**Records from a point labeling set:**
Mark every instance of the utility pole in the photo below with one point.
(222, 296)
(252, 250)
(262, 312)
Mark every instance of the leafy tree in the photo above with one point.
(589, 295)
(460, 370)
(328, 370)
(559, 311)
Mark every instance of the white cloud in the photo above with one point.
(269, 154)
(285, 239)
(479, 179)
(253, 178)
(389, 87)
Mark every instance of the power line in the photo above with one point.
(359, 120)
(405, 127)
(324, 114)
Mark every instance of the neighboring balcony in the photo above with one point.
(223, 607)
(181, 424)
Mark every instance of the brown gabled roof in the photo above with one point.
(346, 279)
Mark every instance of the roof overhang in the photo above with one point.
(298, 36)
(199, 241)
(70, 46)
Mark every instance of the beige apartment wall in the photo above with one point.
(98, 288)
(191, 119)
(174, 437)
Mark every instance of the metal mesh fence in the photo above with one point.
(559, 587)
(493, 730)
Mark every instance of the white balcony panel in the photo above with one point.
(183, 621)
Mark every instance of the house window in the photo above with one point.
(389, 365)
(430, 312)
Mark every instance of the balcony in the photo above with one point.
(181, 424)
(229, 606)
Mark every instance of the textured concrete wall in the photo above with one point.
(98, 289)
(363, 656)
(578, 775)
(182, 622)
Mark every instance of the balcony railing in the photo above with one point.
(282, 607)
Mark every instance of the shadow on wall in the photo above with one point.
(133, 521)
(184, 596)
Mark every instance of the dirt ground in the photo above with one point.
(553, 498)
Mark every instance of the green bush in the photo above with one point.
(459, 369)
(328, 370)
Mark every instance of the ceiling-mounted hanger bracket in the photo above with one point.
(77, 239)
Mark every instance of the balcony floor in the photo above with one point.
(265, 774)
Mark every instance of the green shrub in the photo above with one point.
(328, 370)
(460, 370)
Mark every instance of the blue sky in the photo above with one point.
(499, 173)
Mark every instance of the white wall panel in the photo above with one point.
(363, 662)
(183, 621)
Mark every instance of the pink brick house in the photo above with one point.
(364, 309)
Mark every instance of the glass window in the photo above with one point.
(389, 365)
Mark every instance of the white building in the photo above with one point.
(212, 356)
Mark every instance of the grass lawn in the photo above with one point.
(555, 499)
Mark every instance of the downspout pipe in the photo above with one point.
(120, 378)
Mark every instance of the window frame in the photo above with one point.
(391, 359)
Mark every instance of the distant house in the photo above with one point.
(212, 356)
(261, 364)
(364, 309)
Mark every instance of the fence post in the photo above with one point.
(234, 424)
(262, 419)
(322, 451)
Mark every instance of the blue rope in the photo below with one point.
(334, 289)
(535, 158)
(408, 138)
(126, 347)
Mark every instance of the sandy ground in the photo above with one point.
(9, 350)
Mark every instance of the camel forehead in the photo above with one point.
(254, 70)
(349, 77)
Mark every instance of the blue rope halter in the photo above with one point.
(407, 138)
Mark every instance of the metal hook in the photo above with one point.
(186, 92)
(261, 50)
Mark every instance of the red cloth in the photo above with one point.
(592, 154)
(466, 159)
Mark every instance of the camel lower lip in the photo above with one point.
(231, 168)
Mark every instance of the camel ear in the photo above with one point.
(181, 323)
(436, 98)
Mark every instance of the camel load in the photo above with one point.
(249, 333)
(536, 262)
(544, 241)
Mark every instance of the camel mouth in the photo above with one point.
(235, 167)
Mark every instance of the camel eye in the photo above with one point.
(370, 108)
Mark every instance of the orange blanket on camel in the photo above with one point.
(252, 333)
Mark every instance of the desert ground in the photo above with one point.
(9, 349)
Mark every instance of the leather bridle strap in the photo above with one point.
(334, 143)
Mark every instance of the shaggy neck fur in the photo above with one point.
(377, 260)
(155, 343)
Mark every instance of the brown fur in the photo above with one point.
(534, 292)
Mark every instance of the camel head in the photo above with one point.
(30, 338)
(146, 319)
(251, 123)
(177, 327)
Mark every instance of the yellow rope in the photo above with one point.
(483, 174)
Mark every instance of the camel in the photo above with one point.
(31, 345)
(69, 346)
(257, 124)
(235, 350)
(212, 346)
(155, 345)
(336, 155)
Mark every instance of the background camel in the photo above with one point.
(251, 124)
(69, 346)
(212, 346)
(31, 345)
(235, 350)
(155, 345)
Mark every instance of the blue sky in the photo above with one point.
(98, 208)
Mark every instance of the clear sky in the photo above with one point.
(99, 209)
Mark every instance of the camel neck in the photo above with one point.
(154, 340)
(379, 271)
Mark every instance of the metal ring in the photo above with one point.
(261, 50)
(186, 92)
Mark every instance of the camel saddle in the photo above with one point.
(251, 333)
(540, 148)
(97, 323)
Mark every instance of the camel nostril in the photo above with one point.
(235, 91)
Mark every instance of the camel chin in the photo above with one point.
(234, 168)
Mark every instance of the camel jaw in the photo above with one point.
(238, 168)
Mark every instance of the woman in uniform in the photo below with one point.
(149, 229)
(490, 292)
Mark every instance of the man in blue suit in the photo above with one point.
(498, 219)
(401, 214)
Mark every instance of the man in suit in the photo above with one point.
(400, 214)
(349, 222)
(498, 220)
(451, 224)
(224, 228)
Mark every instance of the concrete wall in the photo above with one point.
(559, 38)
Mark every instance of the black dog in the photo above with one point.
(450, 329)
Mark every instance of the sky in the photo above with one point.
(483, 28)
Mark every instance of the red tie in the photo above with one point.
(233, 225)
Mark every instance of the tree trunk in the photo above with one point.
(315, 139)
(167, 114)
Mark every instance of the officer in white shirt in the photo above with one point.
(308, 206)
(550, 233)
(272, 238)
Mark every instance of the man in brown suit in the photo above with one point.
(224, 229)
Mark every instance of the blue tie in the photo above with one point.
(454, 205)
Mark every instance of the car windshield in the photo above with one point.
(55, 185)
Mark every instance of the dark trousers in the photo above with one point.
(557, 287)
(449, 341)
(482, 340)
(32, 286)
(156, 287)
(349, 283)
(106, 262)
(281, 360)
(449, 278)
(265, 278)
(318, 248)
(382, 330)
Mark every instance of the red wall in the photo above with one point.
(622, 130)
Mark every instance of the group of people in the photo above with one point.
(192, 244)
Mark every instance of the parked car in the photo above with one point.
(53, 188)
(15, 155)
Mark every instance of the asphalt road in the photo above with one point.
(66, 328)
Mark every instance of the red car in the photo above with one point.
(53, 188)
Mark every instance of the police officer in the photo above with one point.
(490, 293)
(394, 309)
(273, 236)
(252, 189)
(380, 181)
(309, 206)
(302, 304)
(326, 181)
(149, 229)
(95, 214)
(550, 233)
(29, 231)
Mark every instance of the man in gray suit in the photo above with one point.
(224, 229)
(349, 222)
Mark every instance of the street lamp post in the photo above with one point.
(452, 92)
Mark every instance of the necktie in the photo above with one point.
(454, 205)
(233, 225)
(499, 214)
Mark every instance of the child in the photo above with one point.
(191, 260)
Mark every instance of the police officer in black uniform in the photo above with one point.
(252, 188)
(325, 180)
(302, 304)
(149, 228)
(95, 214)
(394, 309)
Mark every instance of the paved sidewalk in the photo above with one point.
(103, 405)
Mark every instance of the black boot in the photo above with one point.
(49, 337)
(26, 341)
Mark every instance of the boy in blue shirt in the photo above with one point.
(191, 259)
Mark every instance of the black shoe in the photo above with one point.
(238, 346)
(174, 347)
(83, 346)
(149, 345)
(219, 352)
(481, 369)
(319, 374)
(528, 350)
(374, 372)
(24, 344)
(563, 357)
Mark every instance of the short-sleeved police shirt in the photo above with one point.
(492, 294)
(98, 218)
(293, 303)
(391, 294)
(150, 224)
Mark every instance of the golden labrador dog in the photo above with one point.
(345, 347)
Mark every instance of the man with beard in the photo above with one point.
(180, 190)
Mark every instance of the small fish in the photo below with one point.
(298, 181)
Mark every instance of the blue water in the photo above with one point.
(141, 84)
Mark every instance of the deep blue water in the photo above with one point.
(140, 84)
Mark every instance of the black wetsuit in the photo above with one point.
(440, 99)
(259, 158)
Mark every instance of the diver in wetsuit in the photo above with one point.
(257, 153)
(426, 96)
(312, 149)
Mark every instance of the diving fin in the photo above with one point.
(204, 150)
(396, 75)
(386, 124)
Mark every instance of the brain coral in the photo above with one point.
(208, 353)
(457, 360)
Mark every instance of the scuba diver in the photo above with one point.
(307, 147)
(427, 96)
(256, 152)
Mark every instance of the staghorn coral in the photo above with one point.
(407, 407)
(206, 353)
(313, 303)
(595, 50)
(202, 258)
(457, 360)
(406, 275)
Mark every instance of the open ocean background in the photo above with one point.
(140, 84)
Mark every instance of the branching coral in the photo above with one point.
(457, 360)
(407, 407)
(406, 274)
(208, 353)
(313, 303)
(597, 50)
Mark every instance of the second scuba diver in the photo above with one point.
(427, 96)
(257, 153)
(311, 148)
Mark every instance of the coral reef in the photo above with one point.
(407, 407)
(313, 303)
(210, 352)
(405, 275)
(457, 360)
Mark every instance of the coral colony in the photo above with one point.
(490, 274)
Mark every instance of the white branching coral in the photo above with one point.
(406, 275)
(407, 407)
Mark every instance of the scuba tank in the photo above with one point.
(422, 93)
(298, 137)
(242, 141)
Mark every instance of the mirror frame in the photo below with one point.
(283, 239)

**Exercise details:** Give back exactly the lines from the line containing "Mark every instance of the second" to the end of the entries, and no other lines.

**Full answer:**
Mark every instance of the second scuba diver in the photo above with one point.
(427, 96)
(257, 153)
(311, 148)
Mark every instance of the coral reef in the photo above with one point.
(407, 407)
(313, 303)
(210, 352)
(405, 275)
(457, 360)
Mark every instance of the coral colony in the photo above with one point.
(490, 274)
Mark every instance of the white branching coral in the photo above with one point.
(406, 275)
(407, 407)
Mark every instance of the scuba tank in the photo above with one point.
(422, 93)
(298, 137)
(242, 141)
Mark every instance of the mirror frame in the photo below with one point.
(283, 239)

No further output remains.